• [Consignes]: Selon le texte fourni, où est exposée la réplique du Z3 construite par Zuse KG ?

++++ Texte fourni ++++

Le Z3 fut achevé à Berlin en 1941. L'Institut de recherche aéronautique allemand l'utilisait pour réaliser des analyses statistiques sur les vibrations des ailes. Il fut détruit par des bombardements aériens en 1943. Une réplique entièrement opérationnelle fut construite dans les années 1960 par la société de Zuse, Zuse KG, et reste exposée au Deutsches Museum à Munich.

Zuse demanda au gouvernement allemand de lui fournir des tubes électroniques mais sa demande fut rejetée car considérée comme « non indispensable à l'effort de guerre »[2].

Conception et développement

Zuse conçut le Z1 entre 1935 et 1936 et le construisit entre 1936 et 1938. Le Z1 était entièrement mécanique et ne pouvait fonctionner que quelques minutes. Helmut Schreyer (en) conseilla à Zuse d'utiliser une technologie différente. En tant que doctorant à l'université technique de Berlin en 1937, il travaillait sur l'implantation d'opérations booléennes dans des dispositifs à base de tubes à vide. En 1938, Schreyer fit la démonstration d'un circuit construit avec ces tubes à une petite audience et exposa sa vision d'un calculateur électronique. Cependant, le plus grand système électronique opérationnel contenait trop peu de tubes rendant cette idée irréalisable[3].

++++ Données extraites ++++

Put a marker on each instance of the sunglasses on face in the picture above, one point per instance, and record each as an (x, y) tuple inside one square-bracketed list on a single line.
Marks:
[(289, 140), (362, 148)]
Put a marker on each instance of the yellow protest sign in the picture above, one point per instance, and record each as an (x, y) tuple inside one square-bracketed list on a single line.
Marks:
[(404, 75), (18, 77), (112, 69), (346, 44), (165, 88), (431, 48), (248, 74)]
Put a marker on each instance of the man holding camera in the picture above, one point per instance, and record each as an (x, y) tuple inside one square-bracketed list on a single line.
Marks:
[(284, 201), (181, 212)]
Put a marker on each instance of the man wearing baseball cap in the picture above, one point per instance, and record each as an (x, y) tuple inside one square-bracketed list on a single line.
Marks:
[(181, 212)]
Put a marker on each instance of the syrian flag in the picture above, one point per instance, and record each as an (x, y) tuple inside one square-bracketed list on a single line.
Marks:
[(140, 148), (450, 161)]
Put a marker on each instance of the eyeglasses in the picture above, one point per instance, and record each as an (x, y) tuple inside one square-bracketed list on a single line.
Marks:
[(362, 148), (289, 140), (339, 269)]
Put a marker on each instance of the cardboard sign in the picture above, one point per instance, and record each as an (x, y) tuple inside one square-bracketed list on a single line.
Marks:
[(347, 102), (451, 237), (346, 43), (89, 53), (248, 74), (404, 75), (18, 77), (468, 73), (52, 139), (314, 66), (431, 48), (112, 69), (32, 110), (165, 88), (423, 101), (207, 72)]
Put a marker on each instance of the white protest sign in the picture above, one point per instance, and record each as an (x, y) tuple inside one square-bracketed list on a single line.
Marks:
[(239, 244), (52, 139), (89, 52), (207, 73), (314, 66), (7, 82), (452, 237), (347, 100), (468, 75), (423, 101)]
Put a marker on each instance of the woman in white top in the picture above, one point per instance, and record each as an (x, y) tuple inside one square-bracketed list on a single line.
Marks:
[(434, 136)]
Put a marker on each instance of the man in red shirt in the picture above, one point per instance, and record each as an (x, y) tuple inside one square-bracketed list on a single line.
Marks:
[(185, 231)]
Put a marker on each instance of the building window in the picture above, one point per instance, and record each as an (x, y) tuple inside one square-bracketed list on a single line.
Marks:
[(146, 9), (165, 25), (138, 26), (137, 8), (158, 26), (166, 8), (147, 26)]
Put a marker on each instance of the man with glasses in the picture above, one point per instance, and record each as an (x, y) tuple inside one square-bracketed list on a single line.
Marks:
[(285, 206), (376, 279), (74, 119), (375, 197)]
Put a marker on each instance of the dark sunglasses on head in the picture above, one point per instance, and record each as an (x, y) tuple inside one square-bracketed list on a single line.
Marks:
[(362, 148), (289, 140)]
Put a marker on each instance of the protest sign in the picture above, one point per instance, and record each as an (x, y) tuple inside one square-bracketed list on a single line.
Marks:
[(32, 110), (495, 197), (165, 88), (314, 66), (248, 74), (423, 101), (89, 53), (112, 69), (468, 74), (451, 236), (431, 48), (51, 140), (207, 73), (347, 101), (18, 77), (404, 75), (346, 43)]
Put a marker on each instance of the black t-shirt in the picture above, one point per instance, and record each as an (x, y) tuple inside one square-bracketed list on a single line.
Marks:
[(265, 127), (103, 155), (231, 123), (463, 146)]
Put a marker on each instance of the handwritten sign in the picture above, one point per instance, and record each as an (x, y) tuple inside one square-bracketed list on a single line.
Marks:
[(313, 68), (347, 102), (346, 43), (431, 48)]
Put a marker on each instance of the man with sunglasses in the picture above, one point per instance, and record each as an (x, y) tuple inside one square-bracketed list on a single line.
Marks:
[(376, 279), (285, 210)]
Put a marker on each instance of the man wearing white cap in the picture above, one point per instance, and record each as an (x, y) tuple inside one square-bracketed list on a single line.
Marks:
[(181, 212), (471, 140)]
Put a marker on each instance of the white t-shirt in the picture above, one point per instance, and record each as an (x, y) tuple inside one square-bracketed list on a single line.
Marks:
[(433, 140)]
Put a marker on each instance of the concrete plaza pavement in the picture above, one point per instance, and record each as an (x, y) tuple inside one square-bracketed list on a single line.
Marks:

++++
++++ Données extraites ++++

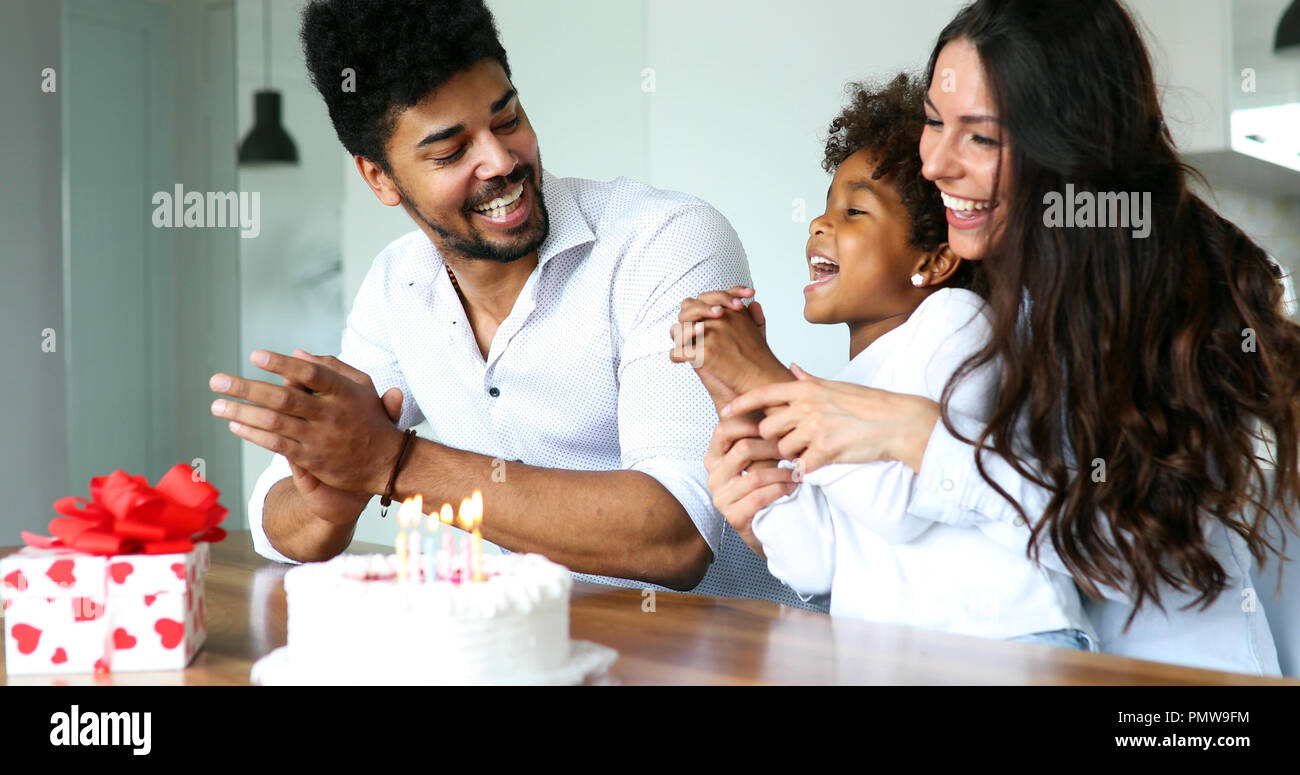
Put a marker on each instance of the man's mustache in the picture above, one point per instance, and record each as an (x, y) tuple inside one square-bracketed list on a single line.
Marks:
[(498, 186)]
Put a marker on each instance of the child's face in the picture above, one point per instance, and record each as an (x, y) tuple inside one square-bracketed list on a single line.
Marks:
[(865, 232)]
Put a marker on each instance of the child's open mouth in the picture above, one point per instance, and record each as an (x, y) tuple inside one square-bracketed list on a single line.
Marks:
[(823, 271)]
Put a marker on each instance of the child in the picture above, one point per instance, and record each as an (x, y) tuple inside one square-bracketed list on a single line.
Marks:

++++
++++ Données extraites ++++

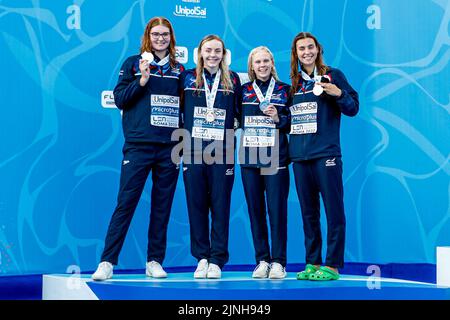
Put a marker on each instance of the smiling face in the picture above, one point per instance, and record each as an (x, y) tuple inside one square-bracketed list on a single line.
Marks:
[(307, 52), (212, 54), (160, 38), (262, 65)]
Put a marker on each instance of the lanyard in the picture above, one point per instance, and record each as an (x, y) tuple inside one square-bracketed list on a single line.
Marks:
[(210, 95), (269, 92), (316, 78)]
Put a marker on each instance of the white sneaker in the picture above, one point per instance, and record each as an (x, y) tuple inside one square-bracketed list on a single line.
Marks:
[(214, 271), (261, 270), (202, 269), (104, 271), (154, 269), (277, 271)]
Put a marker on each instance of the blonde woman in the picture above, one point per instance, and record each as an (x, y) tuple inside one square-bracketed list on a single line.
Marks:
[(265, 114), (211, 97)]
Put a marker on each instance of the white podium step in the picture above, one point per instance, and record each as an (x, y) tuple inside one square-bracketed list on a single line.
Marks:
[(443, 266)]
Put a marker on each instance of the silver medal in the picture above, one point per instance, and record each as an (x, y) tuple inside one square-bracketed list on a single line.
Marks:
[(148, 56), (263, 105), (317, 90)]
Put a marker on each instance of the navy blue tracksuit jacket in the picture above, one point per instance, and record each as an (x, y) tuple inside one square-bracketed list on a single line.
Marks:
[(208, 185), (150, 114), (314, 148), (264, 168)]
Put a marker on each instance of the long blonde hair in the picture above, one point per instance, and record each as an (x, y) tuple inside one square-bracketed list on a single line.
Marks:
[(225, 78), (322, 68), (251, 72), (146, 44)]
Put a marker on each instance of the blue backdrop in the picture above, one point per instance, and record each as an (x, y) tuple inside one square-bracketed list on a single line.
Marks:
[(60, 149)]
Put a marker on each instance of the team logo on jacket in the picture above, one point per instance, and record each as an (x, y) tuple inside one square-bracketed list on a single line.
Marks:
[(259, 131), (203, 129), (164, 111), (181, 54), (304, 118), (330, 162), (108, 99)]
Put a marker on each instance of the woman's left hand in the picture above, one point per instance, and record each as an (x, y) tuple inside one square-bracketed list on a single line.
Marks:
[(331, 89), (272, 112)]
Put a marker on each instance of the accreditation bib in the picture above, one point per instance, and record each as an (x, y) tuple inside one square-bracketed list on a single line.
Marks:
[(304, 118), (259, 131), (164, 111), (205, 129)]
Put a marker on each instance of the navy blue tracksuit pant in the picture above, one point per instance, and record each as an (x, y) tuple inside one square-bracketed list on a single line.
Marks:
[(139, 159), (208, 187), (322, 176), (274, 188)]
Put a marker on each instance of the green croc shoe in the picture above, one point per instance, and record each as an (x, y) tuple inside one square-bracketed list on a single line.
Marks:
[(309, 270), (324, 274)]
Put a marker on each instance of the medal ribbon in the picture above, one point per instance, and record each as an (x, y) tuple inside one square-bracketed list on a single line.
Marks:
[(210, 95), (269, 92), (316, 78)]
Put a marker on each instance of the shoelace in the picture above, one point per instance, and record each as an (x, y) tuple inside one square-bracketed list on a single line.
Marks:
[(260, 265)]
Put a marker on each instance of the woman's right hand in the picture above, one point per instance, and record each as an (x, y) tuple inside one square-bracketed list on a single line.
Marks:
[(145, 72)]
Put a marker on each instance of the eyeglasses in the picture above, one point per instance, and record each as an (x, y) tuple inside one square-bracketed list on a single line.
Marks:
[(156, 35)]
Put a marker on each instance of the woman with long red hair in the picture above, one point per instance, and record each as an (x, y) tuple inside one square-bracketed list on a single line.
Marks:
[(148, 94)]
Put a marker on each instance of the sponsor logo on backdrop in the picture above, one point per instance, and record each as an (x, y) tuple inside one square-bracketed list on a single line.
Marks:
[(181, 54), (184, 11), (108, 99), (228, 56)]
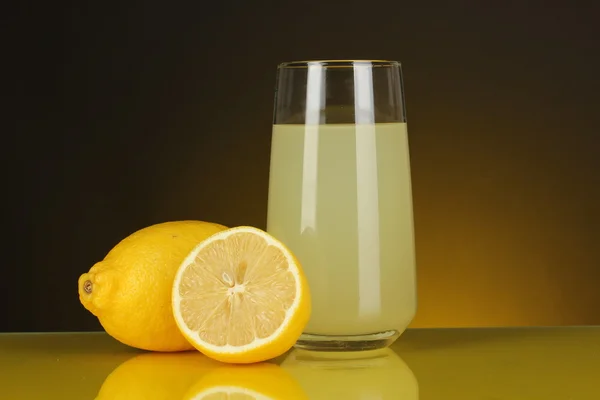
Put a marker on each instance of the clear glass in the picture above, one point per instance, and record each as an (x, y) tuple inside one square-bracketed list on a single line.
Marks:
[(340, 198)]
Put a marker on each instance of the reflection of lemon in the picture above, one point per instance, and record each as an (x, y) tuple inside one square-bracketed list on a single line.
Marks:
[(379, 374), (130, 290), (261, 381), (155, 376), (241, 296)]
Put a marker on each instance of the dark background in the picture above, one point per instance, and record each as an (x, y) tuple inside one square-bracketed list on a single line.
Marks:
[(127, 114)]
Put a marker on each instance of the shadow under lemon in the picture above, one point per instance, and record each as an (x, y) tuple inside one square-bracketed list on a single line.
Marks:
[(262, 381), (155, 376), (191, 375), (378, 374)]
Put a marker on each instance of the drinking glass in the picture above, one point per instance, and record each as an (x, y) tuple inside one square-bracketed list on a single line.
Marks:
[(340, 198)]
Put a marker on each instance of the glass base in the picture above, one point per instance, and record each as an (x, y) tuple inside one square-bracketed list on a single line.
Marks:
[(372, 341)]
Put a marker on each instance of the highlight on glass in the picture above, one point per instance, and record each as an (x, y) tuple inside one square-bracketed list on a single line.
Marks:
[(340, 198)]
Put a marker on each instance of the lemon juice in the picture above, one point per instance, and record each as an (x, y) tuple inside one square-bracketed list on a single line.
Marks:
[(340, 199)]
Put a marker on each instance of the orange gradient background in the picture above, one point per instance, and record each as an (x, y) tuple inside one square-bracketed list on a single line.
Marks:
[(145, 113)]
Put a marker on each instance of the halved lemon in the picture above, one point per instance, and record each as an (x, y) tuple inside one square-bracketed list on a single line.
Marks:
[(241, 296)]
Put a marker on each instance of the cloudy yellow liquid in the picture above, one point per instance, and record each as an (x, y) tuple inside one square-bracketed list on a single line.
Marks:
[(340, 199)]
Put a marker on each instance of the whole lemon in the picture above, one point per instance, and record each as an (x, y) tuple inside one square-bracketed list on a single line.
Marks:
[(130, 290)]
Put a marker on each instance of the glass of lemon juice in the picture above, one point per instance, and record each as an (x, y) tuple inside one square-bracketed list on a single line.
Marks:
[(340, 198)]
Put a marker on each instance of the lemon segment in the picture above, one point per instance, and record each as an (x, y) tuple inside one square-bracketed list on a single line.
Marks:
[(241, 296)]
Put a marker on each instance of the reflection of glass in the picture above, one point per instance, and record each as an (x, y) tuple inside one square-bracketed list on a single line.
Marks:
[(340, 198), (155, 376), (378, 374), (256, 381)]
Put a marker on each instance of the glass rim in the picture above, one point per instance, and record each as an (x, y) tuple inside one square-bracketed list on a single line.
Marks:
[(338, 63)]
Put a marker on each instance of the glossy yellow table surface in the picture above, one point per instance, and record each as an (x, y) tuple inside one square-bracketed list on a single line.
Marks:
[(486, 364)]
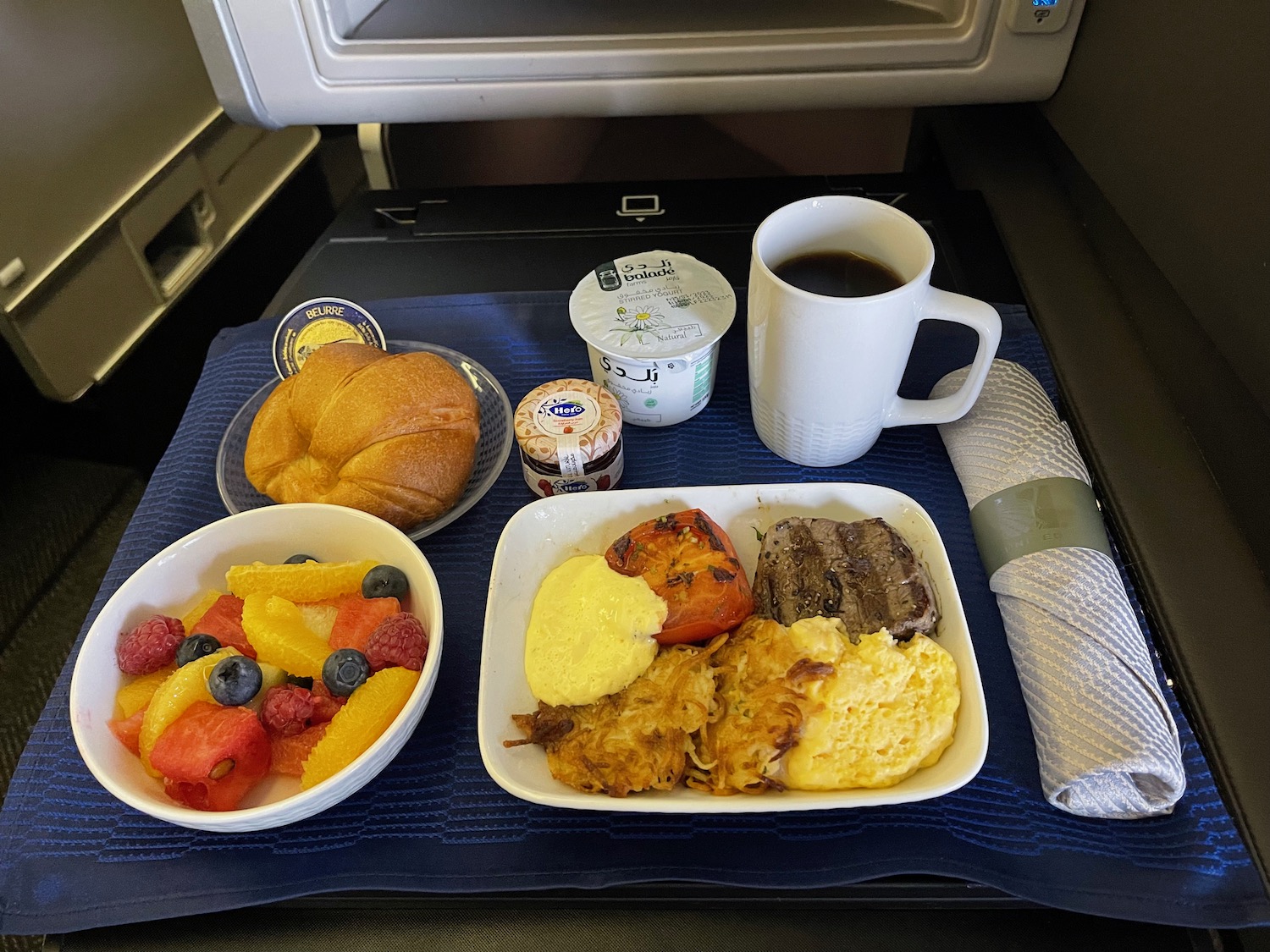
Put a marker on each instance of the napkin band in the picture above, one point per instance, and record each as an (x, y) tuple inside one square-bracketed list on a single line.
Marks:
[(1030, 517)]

++++

• [Résultat]: Au Deutsches Museum à Munich.